[START SUPPLIED MATERIAL]
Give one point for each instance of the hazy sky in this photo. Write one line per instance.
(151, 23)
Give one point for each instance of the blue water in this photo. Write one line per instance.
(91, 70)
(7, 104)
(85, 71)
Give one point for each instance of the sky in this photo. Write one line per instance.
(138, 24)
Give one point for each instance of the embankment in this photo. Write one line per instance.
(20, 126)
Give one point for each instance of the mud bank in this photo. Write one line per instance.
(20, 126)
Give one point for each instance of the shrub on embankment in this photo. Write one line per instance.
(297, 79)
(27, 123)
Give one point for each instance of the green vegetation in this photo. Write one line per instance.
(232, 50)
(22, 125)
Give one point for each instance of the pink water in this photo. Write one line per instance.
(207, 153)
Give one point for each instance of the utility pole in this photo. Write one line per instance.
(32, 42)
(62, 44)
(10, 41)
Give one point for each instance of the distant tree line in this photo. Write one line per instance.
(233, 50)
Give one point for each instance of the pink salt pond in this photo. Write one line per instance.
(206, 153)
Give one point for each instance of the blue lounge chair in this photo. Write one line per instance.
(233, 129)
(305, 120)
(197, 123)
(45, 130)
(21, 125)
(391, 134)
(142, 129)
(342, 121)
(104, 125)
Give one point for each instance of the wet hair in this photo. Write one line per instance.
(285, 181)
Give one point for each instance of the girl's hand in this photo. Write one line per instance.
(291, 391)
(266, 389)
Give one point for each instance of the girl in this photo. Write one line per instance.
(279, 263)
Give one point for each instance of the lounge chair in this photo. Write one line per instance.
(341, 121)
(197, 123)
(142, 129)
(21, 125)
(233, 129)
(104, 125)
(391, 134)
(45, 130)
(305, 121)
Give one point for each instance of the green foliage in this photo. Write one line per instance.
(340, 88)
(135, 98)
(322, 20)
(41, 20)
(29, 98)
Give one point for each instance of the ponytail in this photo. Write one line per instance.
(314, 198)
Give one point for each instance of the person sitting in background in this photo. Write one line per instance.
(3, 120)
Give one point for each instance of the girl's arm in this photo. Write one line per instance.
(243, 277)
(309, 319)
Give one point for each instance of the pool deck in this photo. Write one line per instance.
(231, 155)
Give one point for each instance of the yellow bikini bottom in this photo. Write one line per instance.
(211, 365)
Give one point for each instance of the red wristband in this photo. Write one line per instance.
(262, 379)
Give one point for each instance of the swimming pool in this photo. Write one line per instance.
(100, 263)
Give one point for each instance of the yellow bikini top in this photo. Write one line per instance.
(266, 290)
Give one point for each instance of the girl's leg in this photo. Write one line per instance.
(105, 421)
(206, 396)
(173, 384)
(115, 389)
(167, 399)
[END SUPPLIED MATERIAL]
**INSTRUCTIONS FOR THE TASK**
Every record shown above must be echoed exactly.

**FULL RESPONSE**
Give one point for each instance of the hazy sky in this photo. Write one line per instance.
(151, 23)
Give one point for each instance of the blue water in this photo. Write one line per instance.
(91, 70)
(7, 104)
(85, 71)
Give one point for each instance of the sky in this photo. Write one line per instance.
(138, 24)
Give one point for each instance of the embankment in this photo. Write one line per instance.
(20, 126)
Give one point for each instance of the mud bank in this photo. Write one line per instance.
(20, 126)
Give one point for each instance of the shrub on embankment in this photo. Write one line per instance.
(297, 79)
(27, 123)
Give one point for each instance of the green vegetation in this photo. Write one line per instance.
(232, 50)
(22, 125)
Give one point for each instance of the pink water in this photo. Write one line per instance.
(207, 153)
Give one point for each instance of the utility pole in this photo. Write one line per instance.
(32, 42)
(62, 44)
(10, 41)
Give one point for each instance of the distant tree line in this photo. Write one line per instance.
(233, 50)
Give one point for each instance of the pink salt pond in this photo. Write one line per instance.
(206, 153)
Give one point for each instance of the blue lounge chair in this photo. Write one line per instance.
(233, 129)
(305, 120)
(197, 123)
(45, 130)
(21, 125)
(391, 134)
(142, 129)
(342, 121)
(104, 125)
Give one point for each instance of the wet hair in this photo. Write one line per instance.
(285, 181)
Give one point for each instance of the girl's hand in this photo. Write one line per instance.
(291, 391)
(266, 389)
Give one point for each instance of the girl in this photo. Write one line per instance.
(279, 263)
Give one point for each instance of the lounge chair in this photo. Write one line per instance.
(341, 121)
(197, 123)
(142, 129)
(21, 125)
(233, 129)
(104, 125)
(391, 134)
(45, 130)
(305, 121)
Give one point for each instance of the green foliage in this photo. Write one line per instance.
(340, 88)
(135, 98)
(322, 20)
(41, 20)
(29, 98)
Give one point for each instance of the ponytail in this photo. Write one line per instance.
(314, 198)
Give one point for each instance of the person sitting in background in this photo. Write one line per instance.
(3, 120)
Give one point for each instance of the girl's arm in this photo. Write one line per instance.
(243, 277)
(309, 319)
Give one point for each instance of the pool deck in this photo. Write one line per instance.
(231, 155)
Give one point for each instance of the yellow bikini bottom in this photo. Write one line per instance.
(211, 365)
Give one point for each instance of the red wristband in this photo. Write one line per instance.
(262, 379)
Give one point for each instance of the swimming pool in this photo. Write one line per instance.
(100, 263)
Give one point for each instance of the yellow bikini top in this photo. Write one line per instance.
(266, 290)
Give one point for each instance of the girl's leg in this photo. Write one line per instance.
(105, 421)
(206, 396)
(173, 384)
(115, 389)
(167, 399)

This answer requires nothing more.